§ **SUPPLIED PASSAGE**
_ _ _ _ _ _ _
Writing Extensions: Sources, Sinks, and Kernels

How to extend runex's capability/channel edge without editing the core. This is the authoring guide for Python-side extensions:

inbound channels: DataSourceSpec
outbound channels: SinkSpec
effect helpers: KERNELS

If you are modeling business rules in .scm, read ontology-authoring.md instead. This doc is for the Python code that sits outside the pure ontology and bridges to the outside world.

TL;DR

Drop Python files into:

text

~/.runex/extensions/
  kernels/
    my_kernels.py      # KERNELS = {"name": fn, ...}
  sources/
    my_source.py       # SPEC = DataSourceSpec(...)
  sinks/
    my_sink.py         # SPEC = SinkSpec(...)

Then open runex normally:

python

from runex.ontology import Ontology

o = Ontology.open("data/data.db")   # discovers kernels and channel specs
man = o.manifest()

What becomes visible:

manifest().data.kernels
manifest().data.datasources
manifest().data.sinks

What does not happen automatically:

a SinkSpec is only discoverable at open() time
the configured sink instance still must be registered on the engine with o.register_sink(...)

Mental model

runex's core owns capabilities, not channels.
_ _ _ _ _ _ _
§ **Position annotation records**
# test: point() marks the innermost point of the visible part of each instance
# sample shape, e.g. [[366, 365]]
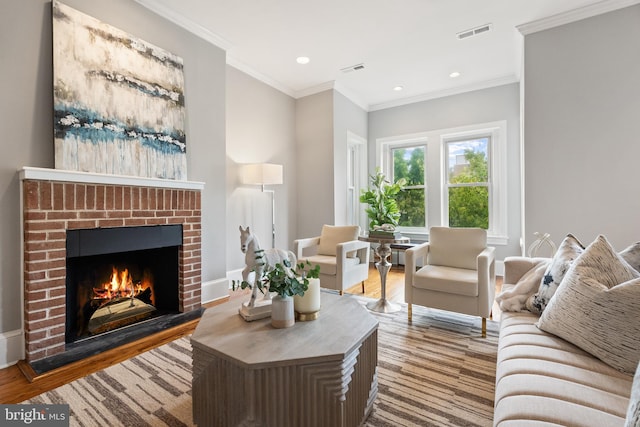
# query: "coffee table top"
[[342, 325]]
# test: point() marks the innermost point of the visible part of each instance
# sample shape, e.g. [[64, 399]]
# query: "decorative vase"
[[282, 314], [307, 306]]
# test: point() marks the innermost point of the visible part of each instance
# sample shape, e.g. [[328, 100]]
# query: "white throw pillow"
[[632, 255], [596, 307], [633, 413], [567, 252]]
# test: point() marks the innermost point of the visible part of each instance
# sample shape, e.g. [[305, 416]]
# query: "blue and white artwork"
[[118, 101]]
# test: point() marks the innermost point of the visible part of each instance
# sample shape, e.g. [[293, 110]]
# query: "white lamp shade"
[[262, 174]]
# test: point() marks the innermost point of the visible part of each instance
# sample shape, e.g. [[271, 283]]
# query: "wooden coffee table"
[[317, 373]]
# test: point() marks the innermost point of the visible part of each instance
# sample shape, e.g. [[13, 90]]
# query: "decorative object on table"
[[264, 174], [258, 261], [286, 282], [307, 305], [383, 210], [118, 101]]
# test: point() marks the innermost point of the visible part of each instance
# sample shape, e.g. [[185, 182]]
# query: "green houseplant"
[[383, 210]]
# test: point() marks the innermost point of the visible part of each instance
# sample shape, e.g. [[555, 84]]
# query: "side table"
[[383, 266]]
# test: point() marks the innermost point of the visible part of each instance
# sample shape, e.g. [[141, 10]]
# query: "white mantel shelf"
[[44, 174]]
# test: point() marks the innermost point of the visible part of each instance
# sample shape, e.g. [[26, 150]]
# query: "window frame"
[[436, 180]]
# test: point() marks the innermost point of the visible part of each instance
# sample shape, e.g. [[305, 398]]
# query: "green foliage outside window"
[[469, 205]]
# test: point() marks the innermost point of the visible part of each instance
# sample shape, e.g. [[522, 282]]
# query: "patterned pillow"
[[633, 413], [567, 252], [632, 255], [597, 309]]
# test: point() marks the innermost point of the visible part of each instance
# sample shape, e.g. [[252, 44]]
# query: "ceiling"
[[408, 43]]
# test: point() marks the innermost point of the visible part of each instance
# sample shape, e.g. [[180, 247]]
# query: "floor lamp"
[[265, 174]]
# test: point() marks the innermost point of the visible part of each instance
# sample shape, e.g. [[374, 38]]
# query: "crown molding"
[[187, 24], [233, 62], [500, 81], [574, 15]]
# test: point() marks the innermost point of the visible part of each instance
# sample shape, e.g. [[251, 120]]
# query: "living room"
_ _ _ _ _ _ _
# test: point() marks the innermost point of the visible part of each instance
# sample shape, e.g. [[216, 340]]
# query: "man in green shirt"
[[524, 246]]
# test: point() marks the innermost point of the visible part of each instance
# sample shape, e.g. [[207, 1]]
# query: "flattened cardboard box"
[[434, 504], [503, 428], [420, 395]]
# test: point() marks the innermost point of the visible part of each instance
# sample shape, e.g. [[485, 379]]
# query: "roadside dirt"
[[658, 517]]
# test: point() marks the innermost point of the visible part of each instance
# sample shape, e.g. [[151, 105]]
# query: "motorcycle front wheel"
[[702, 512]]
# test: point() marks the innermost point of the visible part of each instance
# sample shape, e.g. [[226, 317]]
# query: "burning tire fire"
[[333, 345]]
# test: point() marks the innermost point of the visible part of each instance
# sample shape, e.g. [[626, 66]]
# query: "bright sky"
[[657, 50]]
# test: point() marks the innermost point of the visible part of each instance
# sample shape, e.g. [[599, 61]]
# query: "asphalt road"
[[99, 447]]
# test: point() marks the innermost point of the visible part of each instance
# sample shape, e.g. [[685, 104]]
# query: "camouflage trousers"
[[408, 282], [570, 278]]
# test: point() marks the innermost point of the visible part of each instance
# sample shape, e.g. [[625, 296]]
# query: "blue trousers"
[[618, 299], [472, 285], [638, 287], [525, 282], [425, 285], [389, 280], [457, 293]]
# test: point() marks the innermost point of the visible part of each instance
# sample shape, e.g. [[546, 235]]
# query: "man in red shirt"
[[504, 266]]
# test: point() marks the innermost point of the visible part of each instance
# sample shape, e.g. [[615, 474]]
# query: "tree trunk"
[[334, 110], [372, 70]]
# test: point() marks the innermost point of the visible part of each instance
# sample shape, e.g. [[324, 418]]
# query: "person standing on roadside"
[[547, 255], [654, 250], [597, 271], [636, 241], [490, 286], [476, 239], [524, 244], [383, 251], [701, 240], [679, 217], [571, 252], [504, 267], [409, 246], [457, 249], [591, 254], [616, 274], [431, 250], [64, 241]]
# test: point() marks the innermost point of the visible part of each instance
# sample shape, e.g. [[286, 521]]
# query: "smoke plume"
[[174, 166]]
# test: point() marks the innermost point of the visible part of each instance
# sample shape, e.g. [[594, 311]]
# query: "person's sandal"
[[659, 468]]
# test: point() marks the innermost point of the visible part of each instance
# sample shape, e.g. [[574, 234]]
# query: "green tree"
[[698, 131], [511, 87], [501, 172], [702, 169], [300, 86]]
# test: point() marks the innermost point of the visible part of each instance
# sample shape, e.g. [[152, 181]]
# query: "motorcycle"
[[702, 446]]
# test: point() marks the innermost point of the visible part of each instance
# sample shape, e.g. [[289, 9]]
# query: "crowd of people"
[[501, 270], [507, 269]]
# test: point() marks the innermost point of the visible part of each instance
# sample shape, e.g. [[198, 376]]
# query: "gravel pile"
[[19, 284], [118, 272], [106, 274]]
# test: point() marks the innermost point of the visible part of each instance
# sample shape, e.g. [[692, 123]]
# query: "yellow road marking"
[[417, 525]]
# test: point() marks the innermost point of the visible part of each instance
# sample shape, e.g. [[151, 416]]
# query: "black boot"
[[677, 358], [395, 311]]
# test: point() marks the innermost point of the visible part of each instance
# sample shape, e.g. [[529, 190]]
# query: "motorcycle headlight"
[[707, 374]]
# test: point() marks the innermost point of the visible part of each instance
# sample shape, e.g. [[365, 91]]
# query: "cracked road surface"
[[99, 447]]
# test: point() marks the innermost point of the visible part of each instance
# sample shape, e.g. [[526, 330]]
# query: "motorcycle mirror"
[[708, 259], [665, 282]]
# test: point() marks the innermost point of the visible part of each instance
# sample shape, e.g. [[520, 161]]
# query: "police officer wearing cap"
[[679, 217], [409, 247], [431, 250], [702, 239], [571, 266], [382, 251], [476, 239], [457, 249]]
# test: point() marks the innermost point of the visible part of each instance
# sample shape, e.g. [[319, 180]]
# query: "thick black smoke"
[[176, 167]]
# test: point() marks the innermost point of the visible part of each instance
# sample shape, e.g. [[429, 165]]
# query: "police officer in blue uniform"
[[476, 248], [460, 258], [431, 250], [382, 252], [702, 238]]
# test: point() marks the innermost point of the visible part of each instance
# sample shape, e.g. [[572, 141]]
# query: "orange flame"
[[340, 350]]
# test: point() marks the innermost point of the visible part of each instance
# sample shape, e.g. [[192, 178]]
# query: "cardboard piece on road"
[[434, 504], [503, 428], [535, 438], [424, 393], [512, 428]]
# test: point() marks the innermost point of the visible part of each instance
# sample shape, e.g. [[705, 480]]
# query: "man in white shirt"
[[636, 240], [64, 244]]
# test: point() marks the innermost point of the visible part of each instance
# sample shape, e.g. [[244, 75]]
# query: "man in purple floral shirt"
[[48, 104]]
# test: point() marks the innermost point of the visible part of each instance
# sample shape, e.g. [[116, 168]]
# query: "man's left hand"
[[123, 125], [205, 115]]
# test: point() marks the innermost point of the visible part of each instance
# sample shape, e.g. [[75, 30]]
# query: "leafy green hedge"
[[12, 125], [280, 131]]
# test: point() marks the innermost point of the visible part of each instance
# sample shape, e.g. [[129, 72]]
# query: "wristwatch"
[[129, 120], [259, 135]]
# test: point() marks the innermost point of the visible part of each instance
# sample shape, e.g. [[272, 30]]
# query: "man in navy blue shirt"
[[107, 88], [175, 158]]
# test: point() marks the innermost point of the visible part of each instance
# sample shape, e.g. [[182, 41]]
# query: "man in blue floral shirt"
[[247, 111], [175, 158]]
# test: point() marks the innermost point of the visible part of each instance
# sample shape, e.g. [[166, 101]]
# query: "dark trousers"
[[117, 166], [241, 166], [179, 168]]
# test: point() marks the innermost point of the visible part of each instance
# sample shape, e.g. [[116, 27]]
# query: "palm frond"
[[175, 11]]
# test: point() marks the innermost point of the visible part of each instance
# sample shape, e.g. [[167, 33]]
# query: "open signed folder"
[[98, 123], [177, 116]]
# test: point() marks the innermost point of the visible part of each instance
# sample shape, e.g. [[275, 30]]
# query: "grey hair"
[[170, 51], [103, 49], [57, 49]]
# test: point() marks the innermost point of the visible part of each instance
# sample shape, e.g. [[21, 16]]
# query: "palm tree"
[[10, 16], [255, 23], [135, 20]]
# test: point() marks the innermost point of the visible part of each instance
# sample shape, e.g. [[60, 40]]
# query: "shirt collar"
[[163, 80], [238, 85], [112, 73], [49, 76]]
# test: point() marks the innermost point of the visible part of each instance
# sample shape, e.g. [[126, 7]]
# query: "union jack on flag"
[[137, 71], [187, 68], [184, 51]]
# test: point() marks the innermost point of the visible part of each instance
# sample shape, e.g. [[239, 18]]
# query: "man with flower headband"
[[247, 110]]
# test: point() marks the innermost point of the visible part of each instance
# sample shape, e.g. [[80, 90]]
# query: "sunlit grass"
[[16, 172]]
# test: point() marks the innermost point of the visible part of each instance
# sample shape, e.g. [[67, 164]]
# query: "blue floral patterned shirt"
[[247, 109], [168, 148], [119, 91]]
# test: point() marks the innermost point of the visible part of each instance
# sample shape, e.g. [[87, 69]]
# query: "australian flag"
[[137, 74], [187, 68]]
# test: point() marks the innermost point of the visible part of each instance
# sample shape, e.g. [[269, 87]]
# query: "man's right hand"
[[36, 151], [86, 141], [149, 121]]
_ _ _ _ _ _ _
§ **THE TASKS**
1/ List the manifest entries that the extensions guide says become visible after opening runex.
2/ According to the extensions guide, which file should someone read if they are modeling business rules in .scm?

§ **TASK-BY-TASK ANSWERS**
1/
manifest().data.kernels
manifest().data.datasources
manifest().data.sinks

2/ ontology-authoring.md